§ **Materials provided**:
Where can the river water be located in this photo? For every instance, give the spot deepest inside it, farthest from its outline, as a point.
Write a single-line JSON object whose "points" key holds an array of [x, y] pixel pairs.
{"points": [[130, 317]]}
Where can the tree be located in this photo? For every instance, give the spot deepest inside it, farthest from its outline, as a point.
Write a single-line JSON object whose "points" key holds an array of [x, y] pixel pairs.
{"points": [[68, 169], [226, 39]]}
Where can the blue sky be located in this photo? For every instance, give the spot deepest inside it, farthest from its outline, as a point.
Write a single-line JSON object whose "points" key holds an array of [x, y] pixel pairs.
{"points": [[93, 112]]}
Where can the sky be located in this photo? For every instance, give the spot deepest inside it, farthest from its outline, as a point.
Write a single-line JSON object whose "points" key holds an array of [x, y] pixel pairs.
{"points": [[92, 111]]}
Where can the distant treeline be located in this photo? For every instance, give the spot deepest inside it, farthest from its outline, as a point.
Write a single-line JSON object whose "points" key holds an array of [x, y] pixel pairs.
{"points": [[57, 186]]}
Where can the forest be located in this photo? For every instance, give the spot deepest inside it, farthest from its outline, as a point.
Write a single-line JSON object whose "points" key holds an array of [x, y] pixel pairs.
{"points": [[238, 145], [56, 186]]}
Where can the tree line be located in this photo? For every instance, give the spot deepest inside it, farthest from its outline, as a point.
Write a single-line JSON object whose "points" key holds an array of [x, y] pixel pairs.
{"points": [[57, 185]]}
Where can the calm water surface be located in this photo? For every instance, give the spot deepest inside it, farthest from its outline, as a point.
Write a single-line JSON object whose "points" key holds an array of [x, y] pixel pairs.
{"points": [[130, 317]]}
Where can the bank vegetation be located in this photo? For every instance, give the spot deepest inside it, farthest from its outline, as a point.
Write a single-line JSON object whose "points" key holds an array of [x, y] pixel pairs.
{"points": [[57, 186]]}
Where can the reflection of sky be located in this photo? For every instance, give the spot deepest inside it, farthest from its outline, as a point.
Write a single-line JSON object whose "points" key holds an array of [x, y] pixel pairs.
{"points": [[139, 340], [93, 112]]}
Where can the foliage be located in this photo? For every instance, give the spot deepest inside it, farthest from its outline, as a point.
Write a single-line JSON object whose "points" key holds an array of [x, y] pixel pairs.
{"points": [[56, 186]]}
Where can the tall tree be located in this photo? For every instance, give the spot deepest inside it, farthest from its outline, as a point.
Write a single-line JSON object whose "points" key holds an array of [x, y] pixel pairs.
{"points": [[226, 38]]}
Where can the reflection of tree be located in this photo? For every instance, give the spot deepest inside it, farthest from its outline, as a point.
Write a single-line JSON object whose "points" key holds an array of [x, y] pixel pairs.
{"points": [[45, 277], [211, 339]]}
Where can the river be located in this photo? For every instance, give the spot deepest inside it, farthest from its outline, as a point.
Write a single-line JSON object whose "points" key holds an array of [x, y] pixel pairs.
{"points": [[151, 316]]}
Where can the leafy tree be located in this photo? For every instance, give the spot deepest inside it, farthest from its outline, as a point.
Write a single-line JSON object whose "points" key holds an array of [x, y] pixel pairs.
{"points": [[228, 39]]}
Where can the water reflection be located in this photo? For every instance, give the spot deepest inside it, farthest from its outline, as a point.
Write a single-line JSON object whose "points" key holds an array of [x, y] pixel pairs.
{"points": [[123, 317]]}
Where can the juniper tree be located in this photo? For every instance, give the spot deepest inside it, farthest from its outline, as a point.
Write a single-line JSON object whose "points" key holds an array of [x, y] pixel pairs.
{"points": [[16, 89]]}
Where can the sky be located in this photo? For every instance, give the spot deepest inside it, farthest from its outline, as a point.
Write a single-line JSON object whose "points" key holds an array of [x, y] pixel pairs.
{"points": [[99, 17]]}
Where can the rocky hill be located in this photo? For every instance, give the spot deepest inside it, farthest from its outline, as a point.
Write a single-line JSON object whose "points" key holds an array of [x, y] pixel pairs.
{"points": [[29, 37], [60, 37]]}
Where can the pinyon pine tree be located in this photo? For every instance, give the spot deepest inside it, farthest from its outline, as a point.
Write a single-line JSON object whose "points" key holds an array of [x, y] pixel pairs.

§ **Directions for this task**: Transcribe exactly the line containing "Where can the water" and all remaining lines of the material, ending with the last one.

§ **Finished exercise**:
Where can the water reflection be located in this photo? For every instance, give the spot deepest inside it, farthest from its outline, as a point.
Write a single-line JSON object whose "points" key holds an array of [x, y] pixel pairs.
{"points": [[123, 317]]}
Where can the juniper tree be located in this photo? For every instance, give the spot deepest inside it, farthest from its outline, as a point.
Write a single-line JSON object whose "points" key holds an array of [x, y] pixel pairs.
{"points": [[16, 89]]}
Where can the sky be located in this photo? For every instance, give the spot deepest inside it, farthest from its outline, as a point.
Write a single-line JSON object whose "points" key holds an array of [x, y] pixel pairs.
{"points": [[99, 17]]}
Where can the rocky hill be located in this photo? For every instance, give the spot deepest inside it, farthest from its outline, as a point.
Write a single-line JSON object whose "points" key holds an array of [x, y] pixel pairs.
{"points": [[29, 37], [60, 37]]}
Where can the pinyon pine tree be located in this photo? For every instance, give the spot deepest inside it, farthest from its outline, as a point.
Write a single-line JSON object whose "points" key holds an array of [x, y] pixel pairs.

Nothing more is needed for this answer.